(Given task):
All lines from the one with "Target — seated spectator" to the end need to be copied exactly, with nothing before them.

------

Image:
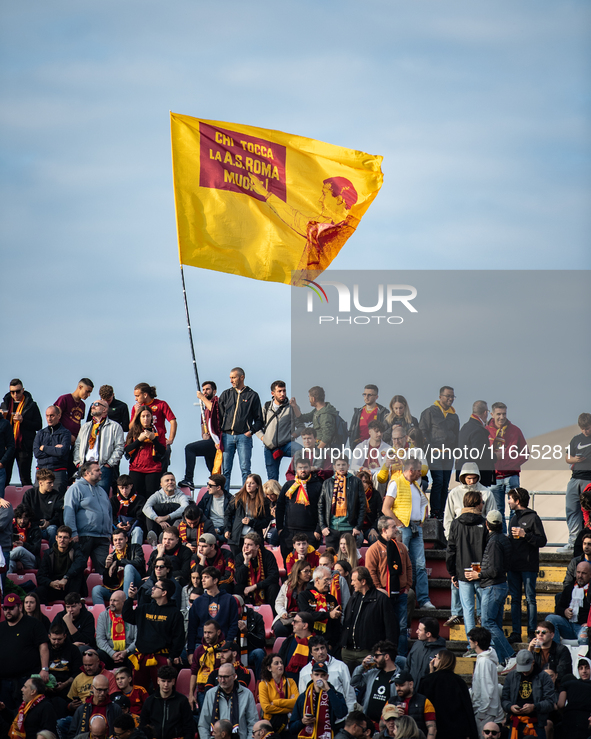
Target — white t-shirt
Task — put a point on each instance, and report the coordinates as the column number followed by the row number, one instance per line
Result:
column 417, row 510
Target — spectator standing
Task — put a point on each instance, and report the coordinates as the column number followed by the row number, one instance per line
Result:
column 276, row 431
column 579, row 458
column 25, row 419
column 211, row 434
column 510, row 449
column 51, row 448
column 526, row 537
column 440, row 427
column 101, row 441
column 241, row 417
column 88, row 513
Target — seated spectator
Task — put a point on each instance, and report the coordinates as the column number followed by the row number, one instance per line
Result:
column 572, row 607
column 318, row 600
column 26, row 542
column 445, row 689
column 123, row 566
column 230, row 701
column 35, row 713
column 206, row 659
column 115, row 639
column 78, row 621
column 98, row 703
column 166, row 713
column 251, row 636
column 180, row 556
column 62, row 568
column 248, row 511
column 277, row 693
column 136, row 695
column 146, row 452
column 297, row 508
column 46, row 505
column 160, row 635
column 213, row 602
column 164, row 508
column 209, row 554
column 229, row 653
column 214, row 503
column 302, row 551
column 192, row 526
column 286, row 604
column 295, row 650
column 319, row 707
column 413, row 704
column 338, row 672
column 257, row 574
column 127, row 507
column 373, row 508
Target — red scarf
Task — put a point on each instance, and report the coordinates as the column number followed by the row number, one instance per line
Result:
column 321, row 726
column 256, row 576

------

(Task answer):
Target — seated spectator
Task — put a point on each instance, and report the coordinates as the column number followed by the row number, one instance per line
Result:
column 572, row 607
column 318, row 600
column 26, row 542
column 445, row 689
column 123, row 566
column 230, row 701
column 35, row 713
column 206, row 659
column 115, row 639
column 78, row 621
column 98, row 703
column 166, row 713
column 251, row 636
column 180, row 556
column 62, row 568
column 248, row 511
column 277, row 693
column 136, row 695
column 146, row 452
column 297, row 508
column 46, row 505
column 160, row 635
column 213, row 602
column 164, row 508
column 209, row 554
column 229, row 653
column 214, row 503
column 302, row 551
column 192, row 526
column 286, row 604
column 295, row 650
column 319, row 707
column 413, row 704
column 338, row 672
column 257, row 574
column 127, row 507
column 373, row 508
Target — red scarf
Task — put a point on each instance, and report the coordinates as the column number followed by the row number, one instance per line
Result:
column 321, row 726
column 256, row 576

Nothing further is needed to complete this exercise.